STATED PROBLEM: Rewrite the records from their start through the line holding "[[[506,91],[531,91],[531,71],[527,67],[505,68]]]", inclusive, requests and all, shifting every coordinate in the outlines by -38.

EXTRACTED MATERIAL:
+---+

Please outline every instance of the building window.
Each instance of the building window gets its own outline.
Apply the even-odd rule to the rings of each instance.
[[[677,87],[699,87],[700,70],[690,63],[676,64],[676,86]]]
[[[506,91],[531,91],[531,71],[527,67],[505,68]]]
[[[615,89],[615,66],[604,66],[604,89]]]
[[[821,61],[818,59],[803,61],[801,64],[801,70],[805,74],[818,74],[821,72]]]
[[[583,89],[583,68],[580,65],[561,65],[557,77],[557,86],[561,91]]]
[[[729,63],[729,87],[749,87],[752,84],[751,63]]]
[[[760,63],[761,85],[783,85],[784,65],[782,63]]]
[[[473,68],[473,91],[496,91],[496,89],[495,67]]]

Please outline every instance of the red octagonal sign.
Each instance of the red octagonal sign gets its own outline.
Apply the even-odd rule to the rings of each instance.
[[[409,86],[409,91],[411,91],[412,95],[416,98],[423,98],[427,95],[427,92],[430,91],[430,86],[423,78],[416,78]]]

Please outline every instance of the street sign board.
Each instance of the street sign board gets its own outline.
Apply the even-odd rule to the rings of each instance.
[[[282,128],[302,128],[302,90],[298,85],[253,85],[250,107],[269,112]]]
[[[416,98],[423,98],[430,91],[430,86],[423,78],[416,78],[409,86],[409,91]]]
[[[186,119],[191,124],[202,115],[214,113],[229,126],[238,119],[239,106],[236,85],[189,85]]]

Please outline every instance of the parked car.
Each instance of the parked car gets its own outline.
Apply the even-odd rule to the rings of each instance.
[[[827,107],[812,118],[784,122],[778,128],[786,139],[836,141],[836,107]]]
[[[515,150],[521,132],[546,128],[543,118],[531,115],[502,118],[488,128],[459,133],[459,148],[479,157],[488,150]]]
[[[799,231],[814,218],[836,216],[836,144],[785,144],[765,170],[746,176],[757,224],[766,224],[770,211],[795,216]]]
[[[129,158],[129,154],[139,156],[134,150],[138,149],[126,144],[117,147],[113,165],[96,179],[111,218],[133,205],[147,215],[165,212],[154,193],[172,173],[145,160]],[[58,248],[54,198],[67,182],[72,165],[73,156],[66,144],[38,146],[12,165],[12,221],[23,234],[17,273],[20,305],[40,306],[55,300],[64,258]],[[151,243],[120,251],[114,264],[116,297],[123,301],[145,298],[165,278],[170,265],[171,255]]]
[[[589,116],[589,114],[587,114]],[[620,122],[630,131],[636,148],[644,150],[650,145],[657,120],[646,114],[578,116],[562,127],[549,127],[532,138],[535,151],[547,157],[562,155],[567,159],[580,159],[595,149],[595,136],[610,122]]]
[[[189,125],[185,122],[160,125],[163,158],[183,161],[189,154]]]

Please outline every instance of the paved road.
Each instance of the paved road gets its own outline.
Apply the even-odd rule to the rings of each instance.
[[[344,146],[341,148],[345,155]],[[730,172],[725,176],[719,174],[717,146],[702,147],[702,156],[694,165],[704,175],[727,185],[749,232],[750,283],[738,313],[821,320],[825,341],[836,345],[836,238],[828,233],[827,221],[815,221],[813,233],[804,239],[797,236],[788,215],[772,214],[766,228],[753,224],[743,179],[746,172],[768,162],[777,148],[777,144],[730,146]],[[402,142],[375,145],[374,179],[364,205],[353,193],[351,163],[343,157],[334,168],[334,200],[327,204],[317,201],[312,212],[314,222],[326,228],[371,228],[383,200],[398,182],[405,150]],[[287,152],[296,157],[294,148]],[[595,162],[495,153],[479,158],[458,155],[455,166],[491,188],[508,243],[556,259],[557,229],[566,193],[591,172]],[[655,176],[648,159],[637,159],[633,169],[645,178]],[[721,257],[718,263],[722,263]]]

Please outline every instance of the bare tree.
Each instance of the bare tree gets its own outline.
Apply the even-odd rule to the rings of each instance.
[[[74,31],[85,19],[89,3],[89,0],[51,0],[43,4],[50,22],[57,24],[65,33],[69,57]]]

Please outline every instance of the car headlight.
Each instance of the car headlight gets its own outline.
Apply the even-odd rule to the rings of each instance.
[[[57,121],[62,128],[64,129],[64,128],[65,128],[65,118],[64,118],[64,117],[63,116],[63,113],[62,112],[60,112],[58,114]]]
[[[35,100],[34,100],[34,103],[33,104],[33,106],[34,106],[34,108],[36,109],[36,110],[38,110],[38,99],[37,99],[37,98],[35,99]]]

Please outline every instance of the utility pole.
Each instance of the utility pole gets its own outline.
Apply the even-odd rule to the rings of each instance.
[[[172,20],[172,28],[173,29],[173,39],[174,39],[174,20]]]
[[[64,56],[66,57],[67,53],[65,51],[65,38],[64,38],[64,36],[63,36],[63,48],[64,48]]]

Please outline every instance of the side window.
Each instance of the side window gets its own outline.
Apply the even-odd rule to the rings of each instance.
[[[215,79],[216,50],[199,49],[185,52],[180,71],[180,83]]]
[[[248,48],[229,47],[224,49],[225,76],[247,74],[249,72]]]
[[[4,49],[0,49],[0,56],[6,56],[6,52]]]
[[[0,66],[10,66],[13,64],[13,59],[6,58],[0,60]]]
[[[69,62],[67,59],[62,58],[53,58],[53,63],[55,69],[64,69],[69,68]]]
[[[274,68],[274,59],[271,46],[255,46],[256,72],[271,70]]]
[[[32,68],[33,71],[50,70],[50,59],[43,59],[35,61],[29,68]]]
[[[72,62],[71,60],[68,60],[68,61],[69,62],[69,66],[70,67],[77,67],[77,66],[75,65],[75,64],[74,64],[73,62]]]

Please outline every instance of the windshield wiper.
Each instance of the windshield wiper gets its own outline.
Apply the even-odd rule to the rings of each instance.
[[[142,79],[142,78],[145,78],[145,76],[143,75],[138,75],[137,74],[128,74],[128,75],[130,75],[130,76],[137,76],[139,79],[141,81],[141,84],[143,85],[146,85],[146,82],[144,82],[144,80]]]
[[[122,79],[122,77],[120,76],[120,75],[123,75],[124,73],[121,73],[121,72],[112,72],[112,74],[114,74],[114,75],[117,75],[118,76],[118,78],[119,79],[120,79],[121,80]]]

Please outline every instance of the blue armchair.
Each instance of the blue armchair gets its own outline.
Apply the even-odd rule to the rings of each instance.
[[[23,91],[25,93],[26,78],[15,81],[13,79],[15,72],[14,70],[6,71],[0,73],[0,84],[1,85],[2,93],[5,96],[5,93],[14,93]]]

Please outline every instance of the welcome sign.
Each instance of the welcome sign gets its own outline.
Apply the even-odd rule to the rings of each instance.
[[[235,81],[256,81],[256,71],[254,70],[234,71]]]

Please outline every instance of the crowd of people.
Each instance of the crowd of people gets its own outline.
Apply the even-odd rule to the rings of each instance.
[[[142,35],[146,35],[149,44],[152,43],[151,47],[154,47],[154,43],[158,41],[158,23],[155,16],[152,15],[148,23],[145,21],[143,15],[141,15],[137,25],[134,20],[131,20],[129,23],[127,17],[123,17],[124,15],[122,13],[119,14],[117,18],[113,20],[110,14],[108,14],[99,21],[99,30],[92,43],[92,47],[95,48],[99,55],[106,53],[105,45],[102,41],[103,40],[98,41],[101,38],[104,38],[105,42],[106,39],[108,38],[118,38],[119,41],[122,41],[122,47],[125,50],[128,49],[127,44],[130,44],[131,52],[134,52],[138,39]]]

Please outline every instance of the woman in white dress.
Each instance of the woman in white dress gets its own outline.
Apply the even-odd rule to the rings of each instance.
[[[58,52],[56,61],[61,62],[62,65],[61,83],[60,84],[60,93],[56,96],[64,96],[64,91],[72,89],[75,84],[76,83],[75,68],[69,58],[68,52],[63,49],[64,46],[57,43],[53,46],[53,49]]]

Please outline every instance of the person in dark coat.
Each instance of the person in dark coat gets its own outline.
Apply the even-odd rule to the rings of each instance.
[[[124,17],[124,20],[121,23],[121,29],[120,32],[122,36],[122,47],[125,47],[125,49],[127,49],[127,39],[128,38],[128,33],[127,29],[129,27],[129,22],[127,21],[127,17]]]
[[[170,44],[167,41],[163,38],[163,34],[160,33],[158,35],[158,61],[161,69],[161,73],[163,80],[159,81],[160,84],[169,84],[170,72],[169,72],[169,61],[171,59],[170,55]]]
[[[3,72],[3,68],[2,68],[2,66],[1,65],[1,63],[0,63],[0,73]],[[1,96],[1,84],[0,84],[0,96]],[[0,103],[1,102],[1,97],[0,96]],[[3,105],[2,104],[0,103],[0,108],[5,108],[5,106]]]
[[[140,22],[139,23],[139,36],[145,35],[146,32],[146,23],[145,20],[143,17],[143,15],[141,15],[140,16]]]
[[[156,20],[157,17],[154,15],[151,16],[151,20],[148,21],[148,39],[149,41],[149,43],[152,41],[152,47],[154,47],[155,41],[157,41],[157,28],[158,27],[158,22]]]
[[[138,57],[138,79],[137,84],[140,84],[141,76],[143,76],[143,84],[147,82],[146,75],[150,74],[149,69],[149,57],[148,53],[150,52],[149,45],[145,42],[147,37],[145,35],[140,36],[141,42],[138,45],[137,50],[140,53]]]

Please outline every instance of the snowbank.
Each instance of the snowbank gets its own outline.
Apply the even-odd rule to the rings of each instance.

+---+

TASK SOLUTION:
Please outline every instance of the building window.
Each instance of the building window gets its own outline.
Apply the even-odd rule to the rings of each instance.
[[[639,49],[661,49],[662,32],[652,25],[638,26],[638,48]]]
[[[468,53],[493,53],[493,33],[489,29],[467,30]]]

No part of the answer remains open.